## Provided passage
++++++++++

Managed Services: Monitoring
Jade Networks helps companies with the design, implementation, deployment, management and outsourcing of enterprise networks. We also help in areas including disaster planning and recovery, policy planning and analysis, network and vulnerability assessment, network automation, and others. Our managed services focus on both the operational and security aspects of enterprise networks. We break these services apart into Security, Monitoring, and Analysis/Response Systems however all are tightly related and are treated separately for descriptive purposes only. This document describes Monitoring Systems.
Monitoring systems actively collect and store data related to the enterprise network (network components, servers, devices, applications, workloads, etc). Network Management systems are the typical tool used for this purpose and provide the following functionalities: discovery, monitoring, performance analysis, device management, and event management (intelligent notifications or customized alerts). Most monitoring solutions come with integrated data visualization tools, anomaly detection, and incident reporting/action tools. The later are the building blocks for creation of automated response systems.
Jade Networks can assist with the design, implementation, and deployment of new monitoring systems or the expansion of existing ones. We can also provide on-site or remote monitoring services. Let us know how we can help.

++++++++++

Summarize the monitoring services page above in two sentences.

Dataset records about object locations

++++++++++

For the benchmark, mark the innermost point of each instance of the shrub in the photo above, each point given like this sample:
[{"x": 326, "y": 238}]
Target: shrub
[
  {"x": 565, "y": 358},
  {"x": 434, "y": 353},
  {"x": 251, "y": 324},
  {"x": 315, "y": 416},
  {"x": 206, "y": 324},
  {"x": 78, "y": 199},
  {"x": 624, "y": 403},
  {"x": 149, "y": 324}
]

++++++++++

## Exercise result
Jade Networks offers managed services for enterprise networks, and this page covers its Monitoring Systems, which actively collect and store data about network components, servers, devices, applications, and workloads. Network Management systems typically handle discovery, monitoring, performance analysis, device management, and event management, and Jade Networks can design, implement, deploy, or expand such systems as well as provide on-site or remote monitoring services.